Rewrite the records starting at the line containing "on the stacked" and ending after the line containing "Query: swimming pool", changing "potted plant" to "houseplant" and leaving everything else the same. Return only those lines.

--- START OF Records provided ---

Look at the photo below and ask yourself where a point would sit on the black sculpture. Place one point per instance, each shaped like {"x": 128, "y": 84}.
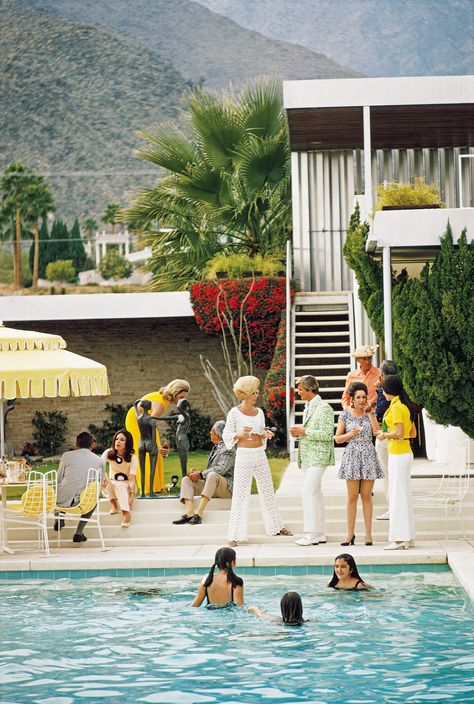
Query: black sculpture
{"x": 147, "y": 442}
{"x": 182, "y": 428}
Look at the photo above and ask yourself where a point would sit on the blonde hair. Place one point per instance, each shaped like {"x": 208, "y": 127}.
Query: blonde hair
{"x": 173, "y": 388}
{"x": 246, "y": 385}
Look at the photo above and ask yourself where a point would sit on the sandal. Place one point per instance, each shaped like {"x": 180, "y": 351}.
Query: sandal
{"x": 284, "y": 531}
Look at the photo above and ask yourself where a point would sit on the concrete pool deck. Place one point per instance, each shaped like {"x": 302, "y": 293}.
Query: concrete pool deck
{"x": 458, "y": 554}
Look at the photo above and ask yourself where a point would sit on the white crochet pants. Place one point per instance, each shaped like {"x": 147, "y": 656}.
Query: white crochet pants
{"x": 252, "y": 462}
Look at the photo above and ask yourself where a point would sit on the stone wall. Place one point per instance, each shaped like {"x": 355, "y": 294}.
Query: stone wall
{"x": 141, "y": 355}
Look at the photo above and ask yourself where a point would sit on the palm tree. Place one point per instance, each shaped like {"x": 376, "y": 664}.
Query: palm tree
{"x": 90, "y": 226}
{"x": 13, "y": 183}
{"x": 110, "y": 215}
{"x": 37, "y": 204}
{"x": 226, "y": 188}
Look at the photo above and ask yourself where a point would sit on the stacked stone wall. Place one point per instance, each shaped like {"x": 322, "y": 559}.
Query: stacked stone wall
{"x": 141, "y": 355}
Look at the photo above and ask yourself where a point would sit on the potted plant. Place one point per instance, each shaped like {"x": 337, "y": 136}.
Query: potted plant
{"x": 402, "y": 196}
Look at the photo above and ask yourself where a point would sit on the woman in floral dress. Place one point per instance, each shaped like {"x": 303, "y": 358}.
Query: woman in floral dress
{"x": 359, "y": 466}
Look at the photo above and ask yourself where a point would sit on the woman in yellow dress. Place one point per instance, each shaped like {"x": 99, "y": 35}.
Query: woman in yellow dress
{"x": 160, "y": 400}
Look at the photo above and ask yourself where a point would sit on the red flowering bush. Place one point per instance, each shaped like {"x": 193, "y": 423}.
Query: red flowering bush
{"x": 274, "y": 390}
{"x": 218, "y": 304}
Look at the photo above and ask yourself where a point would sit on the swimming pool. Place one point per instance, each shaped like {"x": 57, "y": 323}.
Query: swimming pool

--- END OF Records provided ---
--- START OF Records provided ---

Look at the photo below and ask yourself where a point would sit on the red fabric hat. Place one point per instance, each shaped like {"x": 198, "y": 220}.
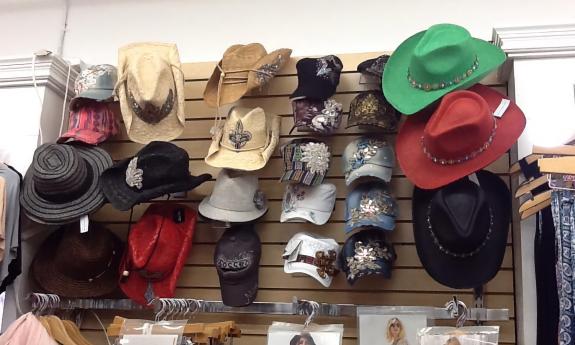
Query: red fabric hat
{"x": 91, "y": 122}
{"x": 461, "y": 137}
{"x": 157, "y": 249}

--- END OF Records provided ---

Response below:
Look at the photo above and ask yourself where a point would sit on the stacked stone wall. Place one point per instance, each shaped like {"x": 322, "y": 559}.
Query: stacked stone wall
{"x": 141, "y": 355}
Look at the photo above and ask yourself where a point would sit on the houseplant. Place one point per instance, each shaped like {"x": 337, "y": 136}.
Query: houseplant
{"x": 402, "y": 196}
Look at the photo above and ask yourself where a point would sit on the woman in floral dress. Place one point per instance, each shaped like {"x": 303, "y": 358}.
Query: woman in floral dress
{"x": 359, "y": 466}
Look at the photo above and ask yourself where a point would sit on the woman in yellow dress. Place one point per instance, each shaped like {"x": 99, "y": 35}.
Query: woman in yellow dress
{"x": 160, "y": 400}
Look at the photo above and ask yourself where a point would sit on the red flowering bush. Place one point per instance, each shaped like {"x": 193, "y": 423}.
Query: red flowering bush
{"x": 274, "y": 390}
{"x": 218, "y": 304}
Look at the photo above and ask yourself where a point would sit on the swimming pool. Place one point per instance, each shaped like {"x": 57, "y": 323}.
Query: swimming pool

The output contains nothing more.